— Directions for this task —
Output the lines of the records exactly, from the first through the one containing "One marker per instance, like [162,173].". Omit all pictures.

— Given records —

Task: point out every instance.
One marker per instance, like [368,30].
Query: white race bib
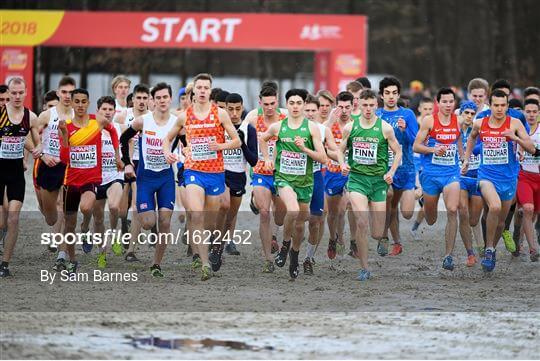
[448,158]
[364,152]
[495,153]
[200,148]
[293,163]
[12,147]
[83,156]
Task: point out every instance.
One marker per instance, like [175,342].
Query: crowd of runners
[324,158]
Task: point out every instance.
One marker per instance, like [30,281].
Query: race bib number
[293,163]
[495,153]
[448,158]
[12,147]
[233,157]
[529,159]
[474,162]
[271,147]
[83,156]
[391,157]
[364,152]
[200,149]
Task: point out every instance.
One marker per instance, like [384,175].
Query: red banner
[18,61]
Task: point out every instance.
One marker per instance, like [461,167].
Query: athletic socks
[310,251]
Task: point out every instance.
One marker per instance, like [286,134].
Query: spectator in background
[365,82]
[416,89]
[50,99]
[515,104]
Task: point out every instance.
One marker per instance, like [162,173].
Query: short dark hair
[311,99]
[222,96]
[501,84]
[368,94]
[497,93]
[234,98]
[50,95]
[515,103]
[214,92]
[532,101]
[426,100]
[389,81]
[80,91]
[141,88]
[66,80]
[270,83]
[302,93]
[106,99]
[344,97]
[364,81]
[203,76]
[443,91]
[268,91]
[161,86]
[530,91]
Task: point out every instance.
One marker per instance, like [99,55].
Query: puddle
[180,343]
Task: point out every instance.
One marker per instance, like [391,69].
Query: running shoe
[155,271]
[116,248]
[448,263]
[509,241]
[534,255]
[4,272]
[332,248]
[59,265]
[396,249]
[275,245]
[308,267]
[86,244]
[72,267]
[471,260]
[281,257]
[230,248]
[268,267]
[206,273]
[488,263]
[382,246]
[196,262]
[130,257]
[215,253]
[102,260]
[252,205]
[353,252]
[364,275]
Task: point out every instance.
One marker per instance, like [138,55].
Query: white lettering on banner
[209,30]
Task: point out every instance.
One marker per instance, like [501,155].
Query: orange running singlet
[199,133]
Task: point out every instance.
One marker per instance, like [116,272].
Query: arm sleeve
[124,142]
[250,149]
[114,135]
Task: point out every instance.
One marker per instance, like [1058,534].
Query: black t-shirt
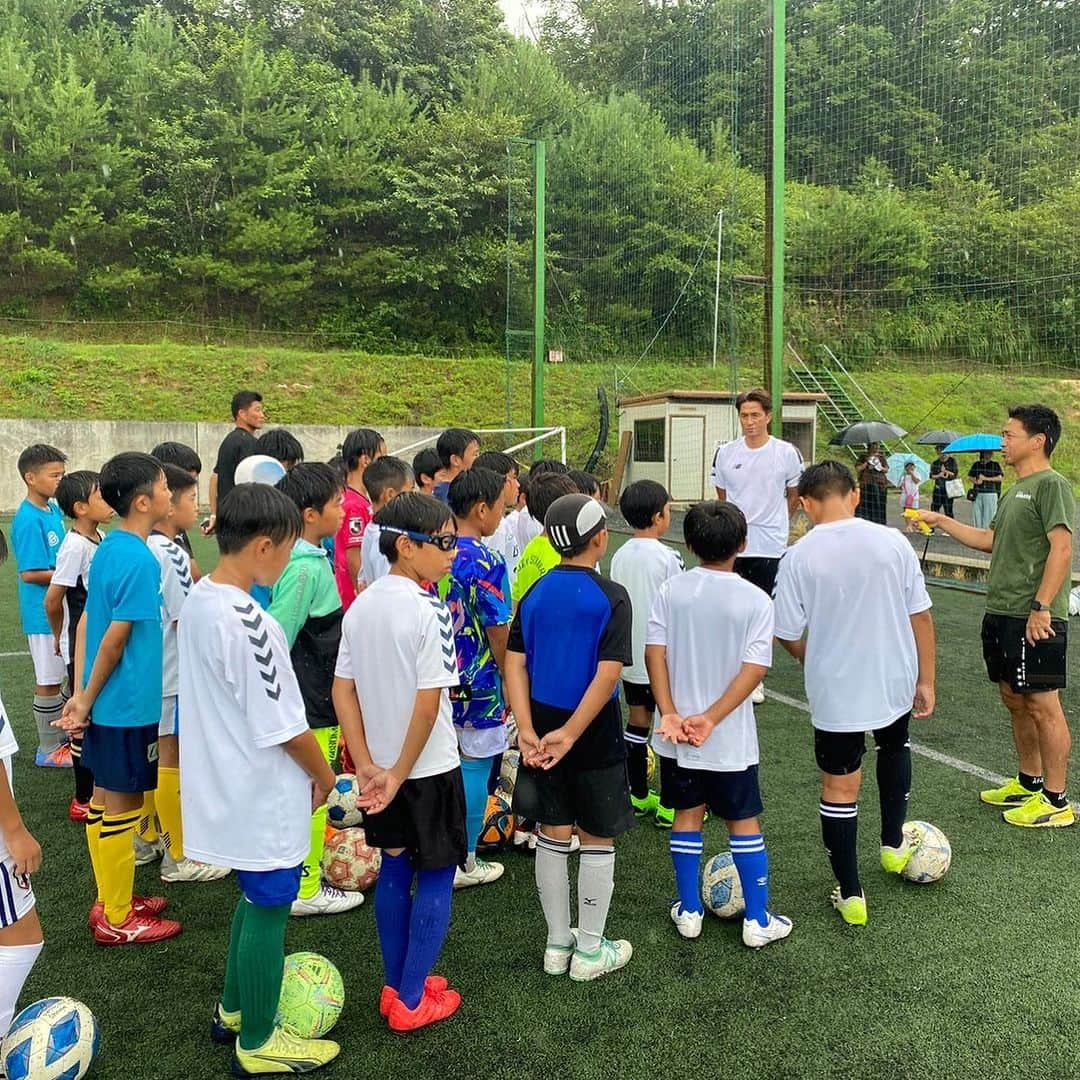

— Response to the exercise —
Task: point out every instance.
One marker per instance, like [368,30].
Query: white race bib
[448,158]
[364,152]
[495,153]
[200,148]
[293,163]
[12,147]
[83,156]
Task: point out every instance.
One marker per instance, like [175,342].
Query: crowd of runners
[324,158]
Task: point out every instance.
One marker per instance, like [30,281].
Query: race bib number
[293,163]
[495,153]
[448,158]
[12,147]
[233,157]
[529,159]
[474,162]
[271,147]
[83,156]
[391,157]
[364,152]
[200,149]
Task: point out every instance.
One marker per instance, like [384,175].
Query: red banner
[18,61]
Task: point out every instance.
One marker per instance, like [461,167].
Query: athletic socks
[310,251]
Task: point out every instance.
One marker per instance, like [286,134].
Query: spectator in background
[365,82]
[416,89]
[50,99]
[515,104]
Task: point out every instance.
One marker per instance, like [162,173].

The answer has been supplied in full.